### Quoted passage
**********
Rust enums in c++17

Posted on 2024-10-05 in category C++

Comparing Rust and C++: Enum Patterns and Variant Types

While on my journey to learning Rust, I was following the Rust by Example, and one standout feature was Rust’s enums, which seemed more powerful compared to their C++ counterparts. However, I wasn’t completely amazed.

While Rust has the match keyword, which ensures all cases are handled, and in c++, using “switch” with enums has a lot of pitfalls, C++ has something quite similar in the form of std::variant, introduced in C++17.

In fact, many of the patterns I saw in Rust could be replicated in C++. This post isn’t about memory safety, but rather about the language features people often praise in Rust.

While Rust is innovative, most of its constructs can be replicated in other languages. However, C++ has a lot of legacy baggage and multiple ways to achieve the same task, which can obscure simpler patterns.

Let’s dive into a Rust enum example, as provided by the rust-by-example documentation, and see how we can replicate it in C++.

Rust Enum Example

enum WebEvent {
    // An `enum` may either be `unit-like`,
    PageLoad,
    PageUnload,
    // like tuple structs,
    KeyPress(char),
    Paste(String),
    // or c-like structures.
    Click { x: i64, y: i64 },
}

In this enum, we can see three different constructs:

Members without any data attached (PageLoad, PageUnload).
Members with unnamed data (KeyPress(char), Paste(String)).
Members with named data (Click { x: i64, y: i64 }).

Unfortunately, C++ does not offer such flexibility natively. The closest we can get is using a combination of struct or namespace to group these types together.
**********
### Material shown
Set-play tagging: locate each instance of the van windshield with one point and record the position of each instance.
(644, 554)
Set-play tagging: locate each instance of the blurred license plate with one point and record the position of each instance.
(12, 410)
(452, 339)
**********
### What to work on
[A] Decide whether each statement agrees with the post on Rust enums in C++17. Answer yes or no and quote the words of the post that settle it: (i) std::variant arrived with C++17. (ii) The post centers on memory safety. (iii) C++ natively matches the flexibility of the Rust enum shown.
[B] Write the next part of the post on Rust enums in C++17, starting after its final sentence.

### In response
[A]
(i) Yes: "C++ has something quite similar in the form of std::variant, introduced in C++17."
(ii) No: "This post isn’t about memory safety"
(iii) No: "Unfortunately, C++ does not offer such flexibility natively."

[B]
Here’s how we can replicate the Rust enum in C++:

struct WebEvent {
    struct PageLoad {};
    struct PageUnload {};
    struct KeyPress { char c; };
    struct Paste { std::string str; };
    struct Click { uint64_t x, y; };
};

While this is equivalent in structure, Rust offers a built-in mechanism for pattern matching and destructuring enums, allowing for more elegant handling of different types.

fn inspect(event: WebEvent) {
    match event {
        WebEvent::PageLoad => println!("Page loaded"),
        WebEvent::PageUnload => println!("Page unloaded"),
        WebEvent::KeyPress(c) => println!("Pressed '{}'.", c),
        WebEvent::Paste(s) => println!("Pasted \"{}\".", s),
        WebEvent::Click { x, y } => {
            println!("Clicked at x={}, y={}.", x, y);
        },
    }
}

In this example, we can see that we can decompose the variants of the enum in a very clean way, while also allowing us to get access to the data associated with each variant, enforcing that all cases are handled.

This would be equivalent to having an enum in C++ and using a switch statement to handle each case, however, in c++ enums can’t have associated data, so we would need to use a struct or class that holds the data and an enum to differentiate between the different types.

However, we can achieve most of the same type-guarantees in C++. For that, we need an aggregator type std::variant.

std::variant is a type-safe union that stores one of several types, the size of the variant usually is the size of the largest type it holds, plus some additional bytes for the index of the active type.

So at a logical level, these would be equivalent:

union union_type {
    union {
        int a;
        char b;
        double c;
    };
    uint8_t index;
};

std::variant<int, char, double> variant_type;

However, std::variant provides library support and some strong guarantees that unions don’t have, so it’s recommended to use std::variant instead of unions.

Now, returning to the rust example, we can replicate the same behavior in C++ using std::variant:

struct WebEvent {
    struct PageLoad {};
    struct PageUnload {};
    struct KeyPress { char c; };
    struct Paste { std::string str; };
    struct Click { uint64_t x, y; };

    std::variant<PageLoad, PageUnload, KeyPress, Paste, Click> webEvent;
};

This is not as clean as Rust enum, since we need to define the variant types separately, but it’s the closest we can get in C++ without preprocessor magic or code generation.

C++17 Introduced std::visit to interact with std::variant, which is similar to Rust’s match keyword.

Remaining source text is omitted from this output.